#### [Request 1]
Translate this sentence from the SOC 2 overview into Spanish: "SOC 2 is a voluntary compliance framework developed by American Institute of Certified Public Accountants (AICPA)."

#### [Text]

What SOC 2 Is (and Is Not)

SOC 2 is a voluntary compliance framework developed by American Institute of Certified Public Accountants (AICPA).

It is:

  • An attestation report (not a law)

  • Used to prove security, availability, and privacy controls

  • Required de facto by enterprise customers, banks, healthcare, fintech

It is not:

  • A certification

  • A one-time checklist

  • A government regulation

 

The SOC 2 Trust Services Criteria (TSC)

SOC 2 compliance is measured against five Trust Services Criteria:

 

1️⃣ Security (Mandatory)

Protection against unauthorized access and system misuse.

Required controls include:

  • Access controls (least privilege)

  • MFA & authentication

  • Logging & monitoring

  • Incident response

  • Risk assessment

  • Vendor security oversight

Every SOC 2 report includes Security

2️⃣ Availability (Optional)

System uptime and resilience.

Controls include:

  • Uptime SLAs

  • Disaster recovery plans

  • Backup & restore testing

  • Capacity monitoring

3️⃣ Confidentiality (Optional)

Protection of sensitive business data.

Controls include:

  • Data classification

  • Encryption at rest/in transit

  • Secure data disposal

4️⃣ Processing Integrity (Optional)

Systems process data accurately and completely.

Controls include:

  • Input validation

  • Error detection

  • Change management

  • QA controls

5️⃣ Privacy (Optional)

Personal data handling aligned to privacy commitments.

Controls include:

  • Privacy notices

  • Data minimization

  • Retention schedules

  • DSAR handling

  • Breach notification procedures

 

Often paired with GDPR / HIPAA

 

SOC 2 Report Types

SOC 2 Type I

  • Snapshot of control design

  • Point-in-time (audit date)

#### [Records]

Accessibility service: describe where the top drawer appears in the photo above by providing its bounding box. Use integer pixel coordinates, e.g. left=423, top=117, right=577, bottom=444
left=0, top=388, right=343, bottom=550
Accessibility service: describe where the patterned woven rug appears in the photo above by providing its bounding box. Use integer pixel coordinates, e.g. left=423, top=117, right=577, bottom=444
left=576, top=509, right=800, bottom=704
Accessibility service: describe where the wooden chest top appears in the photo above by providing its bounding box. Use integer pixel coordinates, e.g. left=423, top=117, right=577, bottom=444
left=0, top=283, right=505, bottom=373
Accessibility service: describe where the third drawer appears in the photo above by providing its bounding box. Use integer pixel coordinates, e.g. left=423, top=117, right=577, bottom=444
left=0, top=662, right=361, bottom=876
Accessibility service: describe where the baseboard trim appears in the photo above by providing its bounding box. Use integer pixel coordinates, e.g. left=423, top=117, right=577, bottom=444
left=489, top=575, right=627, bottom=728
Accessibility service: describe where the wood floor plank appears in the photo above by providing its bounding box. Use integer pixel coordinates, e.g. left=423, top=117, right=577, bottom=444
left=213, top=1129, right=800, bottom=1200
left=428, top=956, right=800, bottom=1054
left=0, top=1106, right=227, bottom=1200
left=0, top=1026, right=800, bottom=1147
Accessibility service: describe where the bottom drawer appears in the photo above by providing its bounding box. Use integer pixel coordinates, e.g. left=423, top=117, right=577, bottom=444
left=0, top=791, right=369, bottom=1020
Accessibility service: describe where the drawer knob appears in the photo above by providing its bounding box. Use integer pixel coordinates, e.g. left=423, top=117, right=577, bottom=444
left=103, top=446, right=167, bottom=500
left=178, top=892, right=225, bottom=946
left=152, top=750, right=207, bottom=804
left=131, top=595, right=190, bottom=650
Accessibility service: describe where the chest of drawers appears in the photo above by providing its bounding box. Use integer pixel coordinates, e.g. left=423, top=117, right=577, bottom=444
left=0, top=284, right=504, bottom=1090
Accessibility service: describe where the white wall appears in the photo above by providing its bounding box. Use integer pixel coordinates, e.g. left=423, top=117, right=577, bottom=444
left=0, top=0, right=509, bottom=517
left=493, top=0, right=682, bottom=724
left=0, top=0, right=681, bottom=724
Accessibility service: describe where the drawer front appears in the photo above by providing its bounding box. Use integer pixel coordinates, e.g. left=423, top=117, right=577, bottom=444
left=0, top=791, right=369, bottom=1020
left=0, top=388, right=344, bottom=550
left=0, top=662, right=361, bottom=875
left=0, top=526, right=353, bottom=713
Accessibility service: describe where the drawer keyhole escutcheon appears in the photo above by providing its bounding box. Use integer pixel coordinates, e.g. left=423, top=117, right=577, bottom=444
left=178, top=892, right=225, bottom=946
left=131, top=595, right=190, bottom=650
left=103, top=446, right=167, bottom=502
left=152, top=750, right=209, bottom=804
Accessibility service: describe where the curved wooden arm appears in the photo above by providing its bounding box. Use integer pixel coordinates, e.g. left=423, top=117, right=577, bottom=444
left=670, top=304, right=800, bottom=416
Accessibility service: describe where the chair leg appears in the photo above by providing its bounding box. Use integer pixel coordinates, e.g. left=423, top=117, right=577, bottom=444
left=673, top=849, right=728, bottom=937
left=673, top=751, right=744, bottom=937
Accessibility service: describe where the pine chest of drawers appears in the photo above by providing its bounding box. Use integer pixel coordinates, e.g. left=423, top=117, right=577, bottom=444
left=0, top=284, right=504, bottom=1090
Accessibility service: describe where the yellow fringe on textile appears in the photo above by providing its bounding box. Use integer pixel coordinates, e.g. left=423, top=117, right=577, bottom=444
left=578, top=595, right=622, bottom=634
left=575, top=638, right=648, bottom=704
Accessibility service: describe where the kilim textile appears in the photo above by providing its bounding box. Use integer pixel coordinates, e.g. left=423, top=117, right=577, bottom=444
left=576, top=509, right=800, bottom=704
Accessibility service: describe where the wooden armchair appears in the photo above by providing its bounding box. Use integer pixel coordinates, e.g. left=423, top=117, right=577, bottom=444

#### [Request 2]
Count how many lines of the rows above contain the word "wooden", where case counts. Reply with the number only.

#### [Output 1]
SOC 2 es un marco de cumplimiento voluntario desarrollado por el Instituto Estadounidense de Contadores Públicos Certificados (AICPA).

#### [Output 2]
3